**TASK REQUIREMENTS**
1. Transcribe the part of the passage on magnetic field sensing that opens with the words containing "[0049] While the" and closes with "of the surface.".
2. Write the next part of the passage on magnetic field sensing, picking up right after its final sentence.

**SELECTED EXTRACT**
The circular magnet 114 tends to generate a magnetic field 116
having a direction from the north side 114b to the south side 114a,
here shown to be pointed to a direction of about forty-five degrees
relative to x-axis 120.
[0048] In some applications, the circular magnet 114 is
mechanically coupled to a rotating target object, for example, an
automobile steering shaft of an automobile camshaft, and is subject
to rotation relative to the CVH element 112. With this arrangement,
the CVH element 112, in combination with an electronic circuit
described below, can generate a signal related to the angle of
rotation of the magnet 114, i.e., an angle of rotation of the
target object to which the magnet is coupled.
[0049] While the circular magnet 114 is shown, it should be
appreciated that other magnets or other magnetic fields can be
used, and, more generally, the CVH element 112 is operable to
identify an angle of a magnetic field in a plane of the CVH element
112.
[0050] Referring now to FIG. 1A, a plurality of magnetic field
sensing elements 130a-130h, in a general case, can be any type of
magnetic field sensing elements. The magnetic field sensing
elements 130a-130h can be, for example, separate vertical Hall
elements or separate magnetoresistance elements, each having an
axis of maximum response parallel to a surface of a substrate 34,
each pointing in a different direction in the plane of the surface.
These magnetic field sensing elements can be coupled to an
electronic circuit the same as or similar to electronic circuits
described below in conjunction with FIGS. 3 and 6. There can also
be a magnet the same as or similar to the magnet 114 of FIG. 1
disposed proximate to the magnetic field sensing elements
130a-130h.
[0051] Referring now to FIG. 2, a graph 200 has a horizontal axis
with a scale in units of CVH vertical Hall element position, n,
around a CVH element, for example, the CVH element 112 of FIG. 1.
The graph 200 also has a vertical axis with a scale in amplitude in
units of millivolts. The vertical axis is representative of output
signal levels from the plurality of vertical Hall elements of the
CVH element taken sequentially, one at a time, about the ring of
contacts of the CVH element.
[0052] The graph 200 includes a signal 202 representative of output
signal levels from the plurality of vertical Hall elements of the
CVH taken with the magnetic field of FIG. 1 pointing in a direction
of forty-five degrees.

**COLLECTED DATA**
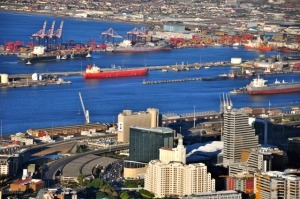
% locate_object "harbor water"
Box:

**PER-TASK ANSWERS**
1.
[0049] While the circular magnet 114 is shown, it should be
appreciated that other magnets or other magnetic fields can be
used, and, more generally, the CVH element 112 is operable to
identify an angle of a magnetic field in a plane of the CVH element
112.
[0050] Referring now to FIG. 1A, a plurality of magnetic field
sensing elements 130a-130h, in a general case, can be any type of
magnetic field sensing elements. The magnetic field sensing
elements 130a-130h can be, for example, separate vertical Hall
elements or separate magnetoresistance elements, each having an
axis of maximum response parallel to a surface of a substrate 34,
each pointing in a different direction in the plane of the surface.

2.
[0053] Referring briefly to FIG. 1, as described above, vertical
Hall element 0 is centered along the x-axis 120 and vertical Hall
element 8 is centered along the y-axis 122. In the exemplary CVH
element 112, there are thirty-two vertical Hall element contacts
and a corresponding thirty-two vertical Hall elements, each
vertical Hall element having a plurality of vertical Hall element
contacts, for example, five contacts. In other embodiments, there
are sixty-four vertical Hall element contacts and a corresponding
sixty-four vertical Hall elements.
[0054] In FIG. 2, for the magnetic field 116 pointing at positive
forty-five degrees, a maximum positive signal is achieved from a
vertical Hall element centered at position 4, which is aligned with
the magnetic field 116 of FIG. 1, such that a line drawn between
the vertical Hall element contacts (e.g., five contacts) of the
vertical Hall element at position 4 is perpendicular to the
magnetic field. A maximum negative signal is achieved from a
vertical Hall element centered at position 20, which is also
aligned with the magnetic field 116 of FIG. 1, such that a line
drawn between the vertical Hall element contacts (e.g., five
contacts) of the vertical Hall element at position 20 is also
perpendicular to the magnetic field.
[0055] A sine wave 204 is provided to more clearly show ideal
behavior of the signal 202. The signal 202 has variations due to
vertical Hall element offsets, which tend to cause corresponding
variations of output signals causing them to be too high or too low
relative to the sine wave 204, in accordance with offset errors for
each element. The offset signal errors are undesirable.
[0056] Full operation of the CVH element 112 of FIG. 1 and
generation of the signal 202 of FIG. 2 are described in more detail
in the above-described PCT Patent Application No.
PCT/EP2008/056517, entitled "Magnetic Field Sensor for Measuring
Direction of a Magnetic Field in a Plane," filed May 28, 2008,
which is published in the English language as PCT Publication No.
WO 2008/145662.
[0057] Groups of contacts of each vertical Hall element can be used
in a chopped arrangement (also referred to herein as current
spinning) to generate chopped output signals from each vertical
Hall element. Thereafter, a new group of adjacent vertical Hall
element contacts can be selected (i.e., a new vertical Hall
element), which can be offset by one element from the prior group.
The new group can be used in the chopped arrangement to generate
another chopped output signal from the next group, and so on.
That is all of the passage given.